**Extract provided**
But when the dough started running low, I couldn’t stop myself from calling up Kenny’s Australian fight contact. He turned out to be an Italian called Vincenzi, who I called Vinnie from the moment we met. Vinnie’s job was to fix up the fight before Kenny swarmed in to grab all the glory – and the cash. Vinnie warned me that this time there would be no cage. The only other thing I knew was that I would be fighting an Aussie and that he was a very tasty operator. That’s what Vinnie reckoned anyway.

Kenny appeared on the scene a few days before the fight. It was starting to dawn on me that he really was an extremely wealthy bloke because he even had his own apartment in Melbourne. Kenny wore even more jewellery than usual and he’d started speaking in an increasingly strong Irish/American accent. It was almost as if he adapted it for people in America and Australia. Strange, really, because he’d seemed straight Irish when we’d first met in London.

Kenny reckoned the Aussies were good to deal with ‘because they’re so fuckin’ thick-skinned.’ It was only a lot later that I realised the significance of what he was saying.

On the night of my first Oz fight, Vinnie drove me to the venue in his Nissan Patrol. I felt fit and strong because Carole and I had been training at a gym in Melbourne virtually every day of the week. Of course she had no idea I was prepping a fight.

This time the fight was held in a furniture warehouse at an industrial estate on the outskirts of Melbourne. It had a roped-off ring with eight barrels, so it ended up being the same shape as a fifty-pence piece.

There were lots of Italians and Greeks in the audience. They looked like smartly dressed business types but I guess a lot of them were villains. There were a lot of four-wheel drives on display. I was dressed in my usual ‘uniform’ of tight T-shirt and jeans. Kenny appeared briefly but stayed firmly in the background most of the time.

The crowd circled the entire ring, and the lights were so bright they made the interior of the warehouse steaming hot. Naturally, my Aussie opponent got a load of applause, while the Pom (that was me) got booed from the moment I emerged
from Vinnie’s jeep. My opponent must have been about six-feet-one or two. He looked like a real bushman, complete with a hat, jeans, T-shirt and Blundstone boots, similar to what we call Chelsea boots or jodhpurs back in the East End. He had a crooked, broken nose and was standing there in the ring with his thumbs hooked in his front pockets, which made him look like a right plonker. But, most significantly, his beer belly was protruding over his hands. That was all I needed to see to believe I’d crush him.

I couldn’t have been more wrong. This character kept me very busy for the first three minutes, which was already longer than any of my fights had ever lasted. He was a good scrapper and he and I even exchanged mind-blowing head-butts. Then he lashed out at me with a series of vicious kicks to the shins that really hurt: before he caught my knee and I went tumbling to the floor. I still have the mark where he hit me to this day.

**Record extracts**
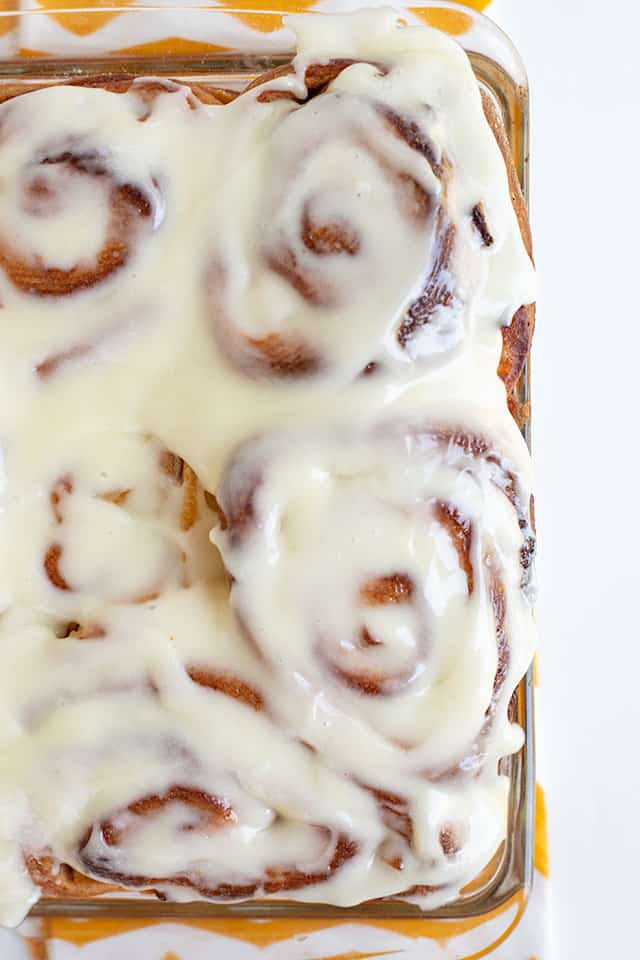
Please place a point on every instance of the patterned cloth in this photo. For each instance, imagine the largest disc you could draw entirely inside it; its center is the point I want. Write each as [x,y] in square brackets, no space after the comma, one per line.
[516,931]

==

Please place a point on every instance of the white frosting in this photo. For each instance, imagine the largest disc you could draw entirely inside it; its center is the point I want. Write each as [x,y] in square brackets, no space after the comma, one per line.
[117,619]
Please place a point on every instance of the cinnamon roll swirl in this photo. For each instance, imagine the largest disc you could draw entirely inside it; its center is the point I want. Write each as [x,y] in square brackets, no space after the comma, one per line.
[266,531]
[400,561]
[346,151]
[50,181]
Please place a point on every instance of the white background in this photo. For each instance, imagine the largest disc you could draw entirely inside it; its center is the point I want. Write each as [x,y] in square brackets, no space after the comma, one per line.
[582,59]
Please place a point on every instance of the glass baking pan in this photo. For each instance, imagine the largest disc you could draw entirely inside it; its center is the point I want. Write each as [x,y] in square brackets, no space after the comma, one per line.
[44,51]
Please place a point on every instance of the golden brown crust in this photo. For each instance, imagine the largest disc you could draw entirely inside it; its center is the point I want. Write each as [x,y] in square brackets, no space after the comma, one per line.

**Challenges**
1. In the Melbourne fight passage, what made the narrator begin to see Kenny as an extremely wealthy man?
2. Can you copy the Melbourne fight passage word for word from "Kenny appeared on" to "prepping a fight."?

**Expected responses**
1. Kenny even had his own apartment in Melbourne.

2.
Kenny appeared on the scene a few days before the fight. It was starting to dawn on me that he really was an extremely wealthy bloke because he even had his own apartment in Melbourne. Kenny wore even more jewellery than usual and he’d started speaking in an increasingly strong Irish/American accent. It was almost as if he adapted it for people in America and Australia. Strange, really, because he’d seemed straight Irish when we’d first met in London.

Kenny reckoned the Aussies were good to deal with ‘because they’re so fuckin’ thick-skinned.’ It was only a lot later that I realised the significance of what he was saying.

On the night of my first Oz fight, Vinnie drove me to the venue in his Nissan Patrol. I felt fit and strong because Carole and I had been training at a gym in Melbourne virtually every day of the week. Of course she had no idea I was prepping a fight.